INFORMATION SHOWN ▸
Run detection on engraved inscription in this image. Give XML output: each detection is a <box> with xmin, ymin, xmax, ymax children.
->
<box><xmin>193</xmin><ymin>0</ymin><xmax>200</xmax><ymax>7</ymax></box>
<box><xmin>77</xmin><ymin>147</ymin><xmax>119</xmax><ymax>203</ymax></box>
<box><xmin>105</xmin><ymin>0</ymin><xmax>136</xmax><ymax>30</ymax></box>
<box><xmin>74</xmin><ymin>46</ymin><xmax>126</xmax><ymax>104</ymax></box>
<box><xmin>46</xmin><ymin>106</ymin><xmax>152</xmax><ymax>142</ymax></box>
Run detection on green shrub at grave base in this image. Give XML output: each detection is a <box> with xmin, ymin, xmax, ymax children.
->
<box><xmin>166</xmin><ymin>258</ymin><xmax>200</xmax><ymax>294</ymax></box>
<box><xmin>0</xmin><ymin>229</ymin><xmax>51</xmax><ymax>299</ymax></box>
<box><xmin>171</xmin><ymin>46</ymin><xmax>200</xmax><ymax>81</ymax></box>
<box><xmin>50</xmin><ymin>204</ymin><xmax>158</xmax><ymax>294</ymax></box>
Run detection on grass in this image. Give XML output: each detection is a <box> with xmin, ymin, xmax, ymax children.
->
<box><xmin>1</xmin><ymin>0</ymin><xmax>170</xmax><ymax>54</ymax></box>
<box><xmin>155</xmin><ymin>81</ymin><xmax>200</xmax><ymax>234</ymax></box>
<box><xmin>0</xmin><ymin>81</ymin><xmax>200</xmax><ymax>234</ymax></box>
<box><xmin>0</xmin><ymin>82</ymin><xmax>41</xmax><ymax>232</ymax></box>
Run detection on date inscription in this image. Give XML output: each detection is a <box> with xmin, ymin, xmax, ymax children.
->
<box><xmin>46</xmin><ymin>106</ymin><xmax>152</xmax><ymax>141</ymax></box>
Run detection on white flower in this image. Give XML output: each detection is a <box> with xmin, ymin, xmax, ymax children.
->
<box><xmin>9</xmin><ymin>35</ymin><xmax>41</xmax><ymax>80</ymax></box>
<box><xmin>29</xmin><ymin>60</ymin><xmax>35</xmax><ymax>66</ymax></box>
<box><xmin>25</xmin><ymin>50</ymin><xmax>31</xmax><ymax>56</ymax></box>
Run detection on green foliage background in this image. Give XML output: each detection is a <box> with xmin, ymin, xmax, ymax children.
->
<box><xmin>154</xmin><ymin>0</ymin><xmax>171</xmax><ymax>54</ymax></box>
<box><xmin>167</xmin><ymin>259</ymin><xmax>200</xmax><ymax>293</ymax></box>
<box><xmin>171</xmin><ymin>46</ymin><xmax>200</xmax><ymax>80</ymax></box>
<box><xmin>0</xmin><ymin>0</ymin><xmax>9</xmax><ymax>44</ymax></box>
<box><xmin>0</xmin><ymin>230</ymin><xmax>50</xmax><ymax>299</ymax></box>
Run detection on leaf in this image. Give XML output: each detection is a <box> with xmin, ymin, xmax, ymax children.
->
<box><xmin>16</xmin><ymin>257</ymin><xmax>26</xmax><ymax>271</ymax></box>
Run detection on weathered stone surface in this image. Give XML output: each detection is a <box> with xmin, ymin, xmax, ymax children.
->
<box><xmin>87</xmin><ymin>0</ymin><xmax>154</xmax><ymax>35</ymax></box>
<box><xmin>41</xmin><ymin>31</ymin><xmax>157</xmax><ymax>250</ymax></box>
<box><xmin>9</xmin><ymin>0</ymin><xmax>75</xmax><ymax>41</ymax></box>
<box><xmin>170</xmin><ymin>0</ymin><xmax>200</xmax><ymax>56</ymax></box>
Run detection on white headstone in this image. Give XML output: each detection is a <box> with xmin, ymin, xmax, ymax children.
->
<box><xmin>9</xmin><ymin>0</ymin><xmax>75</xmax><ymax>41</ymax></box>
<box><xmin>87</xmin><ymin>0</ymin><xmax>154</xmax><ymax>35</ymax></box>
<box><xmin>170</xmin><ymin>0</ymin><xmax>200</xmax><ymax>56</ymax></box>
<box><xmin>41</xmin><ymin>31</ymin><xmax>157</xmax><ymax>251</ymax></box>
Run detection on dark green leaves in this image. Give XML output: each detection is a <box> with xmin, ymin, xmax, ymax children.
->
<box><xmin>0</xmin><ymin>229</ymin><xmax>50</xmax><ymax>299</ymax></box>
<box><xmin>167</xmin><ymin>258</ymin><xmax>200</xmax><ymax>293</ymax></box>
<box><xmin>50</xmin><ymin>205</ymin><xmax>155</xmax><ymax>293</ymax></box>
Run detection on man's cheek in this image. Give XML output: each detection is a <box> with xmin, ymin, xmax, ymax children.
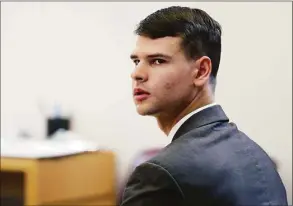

WHAT TO DO ▸ Your task is to retype the listing exactly, without its pictures.

WRITTEN ANSWER ▸
Run detection on engraved inscription in this image. Give XML output: each detection is a <box> with xmin, ymin, xmax, ymax children.
->
<box><xmin>193</xmin><ymin>0</ymin><xmax>200</xmax><ymax>7</ymax></box>
<box><xmin>77</xmin><ymin>147</ymin><xmax>119</xmax><ymax>203</ymax></box>
<box><xmin>105</xmin><ymin>0</ymin><xmax>136</xmax><ymax>30</ymax></box>
<box><xmin>74</xmin><ymin>46</ymin><xmax>126</xmax><ymax>104</ymax></box>
<box><xmin>46</xmin><ymin>106</ymin><xmax>152</xmax><ymax>142</ymax></box>
Run detection on green shrub at grave base in this image. Give XML output: each detection is a <box> with xmin, ymin, xmax, ymax children.
->
<box><xmin>166</xmin><ymin>258</ymin><xmax>200</xmax><ymax>294</ymax></box>
<box><xmin>0</xmin><ymin>229</ymin><xmax>51</xmax><ymax>299</ymax></box>
<box><xmin>171</xmin><ymin>46</ymin><xmax>200</xmax><ymax>81</ymax></box>
<box><xmin>50</xmin><ymin>204</ymin><xmax>158</xmax><ymax>294</ymax></box>
Run detection on grass in this image. Give XML output: each detection is a <box> with xmin, ymin, xmax, ymax children.
->
<box><xmin>1</xmin><ymin>0</ymin><xmax>170</xmax><ymax>54</ymax></box>
<box><xmin>155</xmin><ymin>81</ymin><xmax>200</xmax><ymax>234</ymax></box>
<box><xmin>0</xmin><ymin>81</ymin><xmax>200</xmax><ymax>234</ymax></box>
<box><xmin>0</xmin><ymin>82</ymin><xmax>41</xmax><ymax>232</ymax></box>
Run detection on date inscription in this image. Give XML output: each detection is a <box> with xmin, ymin, xmax, ymax children.
->
<box><xmin>46</xmin><ymin>106</ymin><xmax>152</xmax><ymax>141</ymax></box>
Run detection on white flower in this image. Give XML output: each detection is a <box> with xmin, ymin, xmax, ymax children.
->
<box><xmin>9</xmin><ymin>35</ymin><xmax>41</xmax><ymax>80</ymax></box>
<box><xmin>29</xmin><ymin>60</ymin><xmax>35</xmax><ymax>66</ymax></box>
<box><xmin>25</xmin><ymin>50</ymin><xmax>31</xmax><ymax>56</ymax></box>
Run detection on green foliage background in this image. Give XML output: each detection is a <box> with xmin, ymin, xmax, ymax children.
->
<box><xmin>154</xmin><ymin>0</ymin><xmax>171</xmax><ymax>54</ymax></box>
<box><xmin>167</xmin><ymin>259</ymin><xmax>200</xmax><ymax>293</ymax></box>
<box><xmin>171</xmin><ymin>46</ymin><xmax>200</xmax><ymax>80</ymax></box>
<box><xmin>0</xmin><ymin>0</ymin><xmax>9</xmax><ymax>44</ymax></box>
<box><xmin>0</xmin><ymin>230</ymin><xmax>50</xmax><ymax>299</ymax></box>
Run detection on leaf in this image. Give XML output: each detection is a <box> with xmin, ymin, xmax, ymax children.
->
<box><xmin>16</xmin><ymin>257</ymin><xmax>26</xmax><ymax>271</ymax></box>
Run detection on weathered stone surface in this image. Give XML output: each detection is a <box> with xmin, ymin, xmax, ymax children.
->
<box><xmin>87</xmin><ymin>0</ymin><xmax>154</xmax><ymax>35</ymax></box>
<box><xmin>41</xmin><ymin>31</ymin><xmax>157</xmax><ymax>250</ymax></box>
<box><xmin>9</xmin><ymin>0</ymin><xmax>75</xmax><ymax>41</ymax></box>
<box><xmin>170</xmin><ymin>0</ymin><xmax>200</xmax><ymax>56</ymax></box>
Run detection on white headstone in this image. Give XML output: each detection is a <box> with xmin, ymin, xmax, ymax children.
->
<box><xmin>9</xmin><ymin>0</ymin><xmax>75</xmax><ymax>41</ymax></box>
<box><xmin>87</xmin><ymin>0</ymin><xmax>154</xmax><ymax>35</ymax></box>
<box><xmin>170</xmin><ymin>0</ymin><xmax>200</xmax><ymax>56</ymax></box>
<box><xmin>41</xmin><ymin>31</ymin><xmax>157</xmax><ymax>251</ymax></box>
Run detection on dark green leaves in this image. Give XML output: each detection is a <box> with xmin, ymin, xmax, ymax children.
->
<box><xmin>0</xmin><ymin>229</ymin><xmax>50</xmax><ymax>299</ymax></box>
<box><xmin>167</xmin><ymin>258</ymin><xmax>200</xmax><ymax>293</ymax></box>
<box><xmin>50</xmin><ymin>205</ymin><xmax>155</xmax><ymax>293</ymax></box>
Run detection on man's cheek in this image. Give XML output: each detection is a <box> with xmin, ymin, xmax, ymax children.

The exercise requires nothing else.